▸ Parts of the exercise
(1) According to the force and torque constraints page, where on the assembly is force applied by default?
(2) Decide whether each statement agrees with the force and torque constraints page. Answer yes or no for each and quote the deciding words.
(a) A Torque constraint applies constant torque to an assembly from its center of mass.
(b) With RelativeTo set to World, the force changes direction when the parent assembly rotates.
(c) To keep a steadier velocity over time with a VectorForce constraint, the page recommends setting the AssemblyLinearVelocity property.
(3) Continue the force and torque constraints page from its last sentence.

▸ Page
────────────────────────────────────────
Because the VectorForce constraint applies constant force and acceleration, very high speeds may result if no other forces are involved. If you want to maintain a more steady velocity over time, use a Linear Velocity constraint. Alternatively, if you only need initial velocity, set the AssemblyLinearVelocity property directly on the assembly.
Force Location
By default, force is applied to the assembly at the location of Attachment0. Thus, if its center of mass is not aligned with the direction/point of force, torque will be applied as well. If desired, force can be focused at the center of mass by toggling on ApplyAtCenterOfMass.
Relativity
By default, force is applied relative to Attachment0. If the parent assembly rotates, the force will change direction to match the adjusted orientation of the attachment; visualize this behavior in how the thruster of a rocket pushes it forward, regardless of the rocket's rotation.
If RelativeTo is set to World, force will be applied in world coordinates, independent of the parent or attachment orientations; visualize this behavior as a directional force like the wind blowing against an object.
If RelativeTo is set to Attachment1, force will be applied relative to Attachment1 and, if the attachment rotates, change to match its orientation.
Torque
A Torque constraint applies constant torque to an assembly from its center of mass.
Because the Torque constraint applies constant torque and angular acceleration, very high speeds may result if no other forces are involved. If you want to maintain a more steady velocity over time, use an Angular Velocity constraint. Alternatively, if you only need initial velocity, set the AssemblyAngularVelocity property directly on the assembly.
Relativity
By default, torque is applied relative to Attachment0. If the parent assembly rotates, the torque will change direction to match the adjusted orientation of the attachment.
────────────────────────────────────────
▸ Provided information

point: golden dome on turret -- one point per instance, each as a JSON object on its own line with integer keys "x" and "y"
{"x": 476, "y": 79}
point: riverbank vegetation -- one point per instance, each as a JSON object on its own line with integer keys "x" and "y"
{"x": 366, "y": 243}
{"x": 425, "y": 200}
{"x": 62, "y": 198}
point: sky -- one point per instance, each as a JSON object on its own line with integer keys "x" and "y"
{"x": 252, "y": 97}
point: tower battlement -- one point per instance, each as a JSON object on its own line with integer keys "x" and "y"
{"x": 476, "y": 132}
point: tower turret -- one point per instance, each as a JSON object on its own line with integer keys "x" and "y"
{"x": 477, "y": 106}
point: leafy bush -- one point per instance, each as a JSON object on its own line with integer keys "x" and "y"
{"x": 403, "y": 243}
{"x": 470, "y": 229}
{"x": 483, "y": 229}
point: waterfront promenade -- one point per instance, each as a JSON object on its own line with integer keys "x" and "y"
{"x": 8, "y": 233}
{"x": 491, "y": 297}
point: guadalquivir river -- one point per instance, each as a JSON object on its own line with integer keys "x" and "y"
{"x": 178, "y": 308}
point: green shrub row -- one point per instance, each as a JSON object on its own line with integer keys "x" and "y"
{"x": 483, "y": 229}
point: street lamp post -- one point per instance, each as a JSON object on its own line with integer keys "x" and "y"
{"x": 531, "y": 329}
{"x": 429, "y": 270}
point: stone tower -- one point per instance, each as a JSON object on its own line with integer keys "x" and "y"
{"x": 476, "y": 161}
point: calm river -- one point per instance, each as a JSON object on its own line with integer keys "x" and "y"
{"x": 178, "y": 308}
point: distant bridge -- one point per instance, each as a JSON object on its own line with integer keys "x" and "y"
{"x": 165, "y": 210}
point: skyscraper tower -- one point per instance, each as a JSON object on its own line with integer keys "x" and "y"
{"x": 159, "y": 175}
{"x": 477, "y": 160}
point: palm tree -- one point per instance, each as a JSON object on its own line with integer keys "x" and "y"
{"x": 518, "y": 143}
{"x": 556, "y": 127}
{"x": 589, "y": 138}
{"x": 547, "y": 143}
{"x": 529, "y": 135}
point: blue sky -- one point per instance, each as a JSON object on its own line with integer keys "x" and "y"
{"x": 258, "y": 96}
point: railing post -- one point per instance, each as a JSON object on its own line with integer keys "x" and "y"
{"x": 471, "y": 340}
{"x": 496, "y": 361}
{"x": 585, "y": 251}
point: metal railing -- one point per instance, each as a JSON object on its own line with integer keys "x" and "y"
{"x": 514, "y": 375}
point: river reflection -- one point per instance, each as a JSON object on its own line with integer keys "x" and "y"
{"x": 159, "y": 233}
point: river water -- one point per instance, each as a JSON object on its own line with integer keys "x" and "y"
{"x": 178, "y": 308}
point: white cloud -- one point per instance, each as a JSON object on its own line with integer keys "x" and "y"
────────────────────────────────────────
▸ The replies
(1) At the location of Attachment0.

(2)
(a) Yes: "A Torque constraint applies constant torque to an assembly from its center of mass."
(b) No: "force will be applied in world coordinates, independent of the parent or attachment orientations"
(c) No: "If you want to maintain a more steady velocity over time, use a Linear Velocity constraint."

(3)
If RelativeTo is set to World, torque will be applied in world coordinates, independent of the parent or attachment orientations.
If RelativeTo is set to Attachment1, torque will be applied relative to Attachment1 and, if the attachment rotates, change to match its orientation.
LineForce
The LineForce constraint applies a force along the theoretical line connecting its two Attachments. As the end points (attachments) move, the direction of force will change accordingly.
Force Location
By default, force is applied to either parent at its attachment location. If desired, force can be focused at each parent's center of mass by toggling on ApplyAtCenterOfMass.
Inverse Square Law
When InverseSquareLaw is true, the force magnitude is multiplied by the inverse square of the distance, meaning the force will increase exponentially as the two attachments get closer together, like magnets. When using this setting, it's recommended that you set a MaxForce threshold to prevent infinite force if the attachments align precisely.
Reactionary Force
By default, the constraint only applies force to Attachment0, while Attachment1 remains unaffected. However, force can be applied to both attachments in equal and opposite directions by enabling ReactionForceEnabled.